Set down exactly the lines from the one containing "Q: Indicate one point per instance of the row" through the last line of the records below, both included, and nothing else.

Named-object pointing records
◆ ◆ ◆ ◆ ◆

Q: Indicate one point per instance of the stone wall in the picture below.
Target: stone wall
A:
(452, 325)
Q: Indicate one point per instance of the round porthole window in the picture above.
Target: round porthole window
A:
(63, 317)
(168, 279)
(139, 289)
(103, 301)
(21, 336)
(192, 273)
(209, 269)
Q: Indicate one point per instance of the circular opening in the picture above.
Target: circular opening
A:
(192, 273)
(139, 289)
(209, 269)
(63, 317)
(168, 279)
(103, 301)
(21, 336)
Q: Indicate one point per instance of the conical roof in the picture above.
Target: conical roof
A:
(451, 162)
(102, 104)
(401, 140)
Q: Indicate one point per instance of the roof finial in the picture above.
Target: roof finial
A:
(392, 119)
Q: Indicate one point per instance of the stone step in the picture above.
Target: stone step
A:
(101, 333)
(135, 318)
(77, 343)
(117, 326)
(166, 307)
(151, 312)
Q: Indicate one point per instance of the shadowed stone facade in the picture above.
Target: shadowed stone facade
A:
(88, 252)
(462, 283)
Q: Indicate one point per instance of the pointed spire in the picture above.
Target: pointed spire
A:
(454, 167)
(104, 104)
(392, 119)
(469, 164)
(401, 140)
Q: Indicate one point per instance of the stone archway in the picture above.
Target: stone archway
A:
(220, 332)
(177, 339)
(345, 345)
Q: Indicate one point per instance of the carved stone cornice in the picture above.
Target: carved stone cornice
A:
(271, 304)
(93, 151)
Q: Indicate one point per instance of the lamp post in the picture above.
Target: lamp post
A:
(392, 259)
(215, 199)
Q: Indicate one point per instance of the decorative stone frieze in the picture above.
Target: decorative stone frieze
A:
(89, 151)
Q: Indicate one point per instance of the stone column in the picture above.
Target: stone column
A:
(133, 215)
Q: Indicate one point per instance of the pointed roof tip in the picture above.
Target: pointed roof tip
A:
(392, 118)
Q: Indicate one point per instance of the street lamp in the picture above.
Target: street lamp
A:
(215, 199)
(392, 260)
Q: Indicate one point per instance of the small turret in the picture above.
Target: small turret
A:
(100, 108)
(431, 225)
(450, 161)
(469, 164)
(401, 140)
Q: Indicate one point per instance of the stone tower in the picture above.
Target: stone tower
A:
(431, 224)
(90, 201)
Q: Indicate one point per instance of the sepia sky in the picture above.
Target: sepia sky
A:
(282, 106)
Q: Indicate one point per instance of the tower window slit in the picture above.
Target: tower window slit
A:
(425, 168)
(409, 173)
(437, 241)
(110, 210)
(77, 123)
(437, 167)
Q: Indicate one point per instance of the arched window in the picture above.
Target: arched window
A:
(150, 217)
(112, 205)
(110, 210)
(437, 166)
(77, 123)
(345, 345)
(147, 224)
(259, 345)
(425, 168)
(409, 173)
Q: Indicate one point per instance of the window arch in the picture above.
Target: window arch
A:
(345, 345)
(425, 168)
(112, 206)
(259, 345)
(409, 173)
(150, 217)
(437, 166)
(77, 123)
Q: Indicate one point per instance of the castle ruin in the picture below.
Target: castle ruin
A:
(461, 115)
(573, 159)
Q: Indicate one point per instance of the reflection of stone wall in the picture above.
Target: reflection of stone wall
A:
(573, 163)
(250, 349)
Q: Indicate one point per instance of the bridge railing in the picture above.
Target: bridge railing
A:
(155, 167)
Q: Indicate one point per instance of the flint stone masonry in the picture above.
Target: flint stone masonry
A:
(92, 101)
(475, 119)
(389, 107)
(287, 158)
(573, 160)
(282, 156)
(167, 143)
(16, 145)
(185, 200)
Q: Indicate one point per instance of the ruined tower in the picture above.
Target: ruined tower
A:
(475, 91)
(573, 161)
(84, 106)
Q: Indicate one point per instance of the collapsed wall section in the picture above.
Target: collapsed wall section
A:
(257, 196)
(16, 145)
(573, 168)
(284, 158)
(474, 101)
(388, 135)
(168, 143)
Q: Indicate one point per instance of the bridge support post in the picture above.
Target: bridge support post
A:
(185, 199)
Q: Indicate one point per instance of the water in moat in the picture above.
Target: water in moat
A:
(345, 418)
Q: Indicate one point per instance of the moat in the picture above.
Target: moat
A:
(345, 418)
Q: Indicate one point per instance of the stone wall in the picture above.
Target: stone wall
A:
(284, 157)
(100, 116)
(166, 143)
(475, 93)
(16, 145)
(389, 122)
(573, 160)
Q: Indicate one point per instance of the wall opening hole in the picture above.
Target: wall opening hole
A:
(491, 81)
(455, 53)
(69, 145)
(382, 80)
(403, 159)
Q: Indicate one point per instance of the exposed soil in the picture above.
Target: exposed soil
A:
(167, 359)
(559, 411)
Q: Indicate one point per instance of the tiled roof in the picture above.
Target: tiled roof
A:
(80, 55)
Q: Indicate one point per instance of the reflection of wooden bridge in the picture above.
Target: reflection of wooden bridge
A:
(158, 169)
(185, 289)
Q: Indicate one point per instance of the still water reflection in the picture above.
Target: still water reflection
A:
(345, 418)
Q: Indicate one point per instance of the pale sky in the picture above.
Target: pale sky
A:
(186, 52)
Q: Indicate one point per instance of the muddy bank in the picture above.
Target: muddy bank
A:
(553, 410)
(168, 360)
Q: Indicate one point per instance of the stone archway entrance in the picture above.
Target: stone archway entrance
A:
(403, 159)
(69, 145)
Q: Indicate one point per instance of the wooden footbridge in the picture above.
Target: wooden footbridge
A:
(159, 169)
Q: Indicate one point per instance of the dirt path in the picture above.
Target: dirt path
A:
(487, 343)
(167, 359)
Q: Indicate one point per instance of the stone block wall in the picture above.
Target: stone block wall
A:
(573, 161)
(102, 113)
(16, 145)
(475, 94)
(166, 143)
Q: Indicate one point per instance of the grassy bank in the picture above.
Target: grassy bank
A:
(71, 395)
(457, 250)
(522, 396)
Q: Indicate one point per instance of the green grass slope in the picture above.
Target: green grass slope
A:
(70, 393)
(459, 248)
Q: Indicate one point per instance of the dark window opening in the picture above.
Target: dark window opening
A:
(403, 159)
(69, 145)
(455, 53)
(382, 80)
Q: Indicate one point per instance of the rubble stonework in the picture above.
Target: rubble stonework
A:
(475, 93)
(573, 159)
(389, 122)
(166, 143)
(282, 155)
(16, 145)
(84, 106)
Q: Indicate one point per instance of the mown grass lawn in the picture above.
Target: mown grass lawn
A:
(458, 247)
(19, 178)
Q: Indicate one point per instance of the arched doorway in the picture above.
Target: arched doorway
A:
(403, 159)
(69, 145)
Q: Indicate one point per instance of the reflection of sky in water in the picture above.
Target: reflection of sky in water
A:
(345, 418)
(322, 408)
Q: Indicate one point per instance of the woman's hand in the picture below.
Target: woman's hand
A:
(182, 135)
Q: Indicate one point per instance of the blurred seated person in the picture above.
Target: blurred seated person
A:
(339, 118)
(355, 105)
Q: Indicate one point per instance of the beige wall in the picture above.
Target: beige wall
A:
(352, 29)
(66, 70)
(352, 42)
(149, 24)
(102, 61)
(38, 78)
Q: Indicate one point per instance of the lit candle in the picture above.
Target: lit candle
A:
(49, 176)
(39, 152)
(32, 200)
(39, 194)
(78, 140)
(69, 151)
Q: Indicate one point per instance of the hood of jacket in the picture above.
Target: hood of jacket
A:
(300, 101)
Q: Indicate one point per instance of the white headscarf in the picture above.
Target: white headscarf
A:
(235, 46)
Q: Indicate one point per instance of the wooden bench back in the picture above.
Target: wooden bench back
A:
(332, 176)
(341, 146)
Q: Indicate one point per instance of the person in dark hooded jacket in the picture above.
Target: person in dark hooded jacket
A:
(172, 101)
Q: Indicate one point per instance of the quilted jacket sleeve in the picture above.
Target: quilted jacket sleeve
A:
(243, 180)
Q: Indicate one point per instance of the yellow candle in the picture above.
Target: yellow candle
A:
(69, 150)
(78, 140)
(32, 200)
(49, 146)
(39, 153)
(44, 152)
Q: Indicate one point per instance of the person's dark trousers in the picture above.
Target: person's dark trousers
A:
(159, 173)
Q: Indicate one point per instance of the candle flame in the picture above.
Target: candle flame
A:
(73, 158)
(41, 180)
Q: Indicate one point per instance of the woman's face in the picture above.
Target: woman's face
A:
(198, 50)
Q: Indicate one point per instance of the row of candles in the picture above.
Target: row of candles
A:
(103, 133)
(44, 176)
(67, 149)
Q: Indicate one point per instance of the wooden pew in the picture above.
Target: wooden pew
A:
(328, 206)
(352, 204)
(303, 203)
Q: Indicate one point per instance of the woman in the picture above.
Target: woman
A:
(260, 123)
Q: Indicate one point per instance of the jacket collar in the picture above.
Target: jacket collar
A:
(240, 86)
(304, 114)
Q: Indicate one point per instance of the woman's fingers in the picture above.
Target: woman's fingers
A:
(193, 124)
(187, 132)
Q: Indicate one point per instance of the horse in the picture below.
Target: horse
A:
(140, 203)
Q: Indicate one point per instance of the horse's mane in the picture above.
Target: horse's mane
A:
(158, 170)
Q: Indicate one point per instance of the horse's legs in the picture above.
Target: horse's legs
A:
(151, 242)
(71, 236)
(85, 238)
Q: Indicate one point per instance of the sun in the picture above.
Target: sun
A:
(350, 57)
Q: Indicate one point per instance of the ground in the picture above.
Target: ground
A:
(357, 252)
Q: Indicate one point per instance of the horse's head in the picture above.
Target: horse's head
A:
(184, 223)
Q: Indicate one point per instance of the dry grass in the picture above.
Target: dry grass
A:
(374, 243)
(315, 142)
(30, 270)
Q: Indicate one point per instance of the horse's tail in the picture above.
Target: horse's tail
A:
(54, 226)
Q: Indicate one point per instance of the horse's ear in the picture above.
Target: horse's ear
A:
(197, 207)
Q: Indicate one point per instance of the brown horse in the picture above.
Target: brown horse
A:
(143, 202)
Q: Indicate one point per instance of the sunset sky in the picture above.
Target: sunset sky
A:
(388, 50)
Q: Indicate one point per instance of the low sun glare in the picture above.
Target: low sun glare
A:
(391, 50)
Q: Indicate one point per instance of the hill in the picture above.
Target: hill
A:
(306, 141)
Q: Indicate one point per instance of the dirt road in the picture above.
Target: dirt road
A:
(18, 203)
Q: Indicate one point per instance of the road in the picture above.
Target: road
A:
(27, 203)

◆ ◆ ◆ ◆ ◆

# CORRECT ANSWER
Q: Indicate one point per instance of the row of candles in the picture above.
Target: row of candles
A:
(103, 133)
(44, 176)
(67, 149)
Q: Indicate one point per instance of the wooden pew in the picture above.
Target: wooden pew
A:
(328, 206)
(352, 204)
(303, 203)
Q: Indicate one point per instance of the woman in the picture above.
Target: woman
A:
(260, 123)
Q: Indicate one point per instance of the jacket collar in the picture above.
Target: jacket collar
A:
(240, 86)
(304, 114)
Q: Indicate one point per instance of the woman's fingers in the picture above.
Target: woman's fingers
A:
(193, 124)
(187, 132)
Q: Indicate one point per instance of the horse in the picture below.
Target: horse
A:
(140, 203)
Q: Indicate one point per instance of the horse's mane in the picture above.
Target: horse's mane
A:
(158, 170)
Q: Indicate one point per instance of the horse's legs in the picture above.
Target: horse's legs
A:
(151, 242)
(71, 236)
(85, 238)
Q: Indicate one point per instance of the sun in the picture above.
Target: sun
A:
(350, 57)
Q: Indicate one point per instance of the ground in the picture above.
Target: ground
A:
(357, 252)
Q: Indicate one point per instance of the horse's head in the picture above.
Target: horse's head
A:
(184, 223)
Q: Indicate one point per instance of the dry grass in the picture above.
Target: dry grass
A:
(374, 243)
(315, 142)
(30, 270)
Q: Indicate one point per instance of the horse's tail in the picture above.
Target: horse's tail
A:
(54, 226)
Q: Indicate one point per instance of the horse's ear in the picture above.
Target: horse's ear
A:
(197, 207)
Q: Indicate one point per instance of the brown horse in the picture above.
Target: brown horse
A:
(143, 202)
Q: Indicate one point per instance of the sunset sky in the picture above.
Target: sunset sky
A:
(388, 50)
Q: Indicate one point per instance of the low sun glare in the picture above.
Target: low sun glare
A:
(391, 50)
Q: Indicate one point per instance of the hill in the picture above.
Target: hill
A:
(306, 141)
Q: Indicate one point per instance of the dirt road in the picture above.
Target: dirt road
A:
(18, 203)
Q: Indicate one point per instance of the road in the picture above.
Target: road
A:
(27, 203)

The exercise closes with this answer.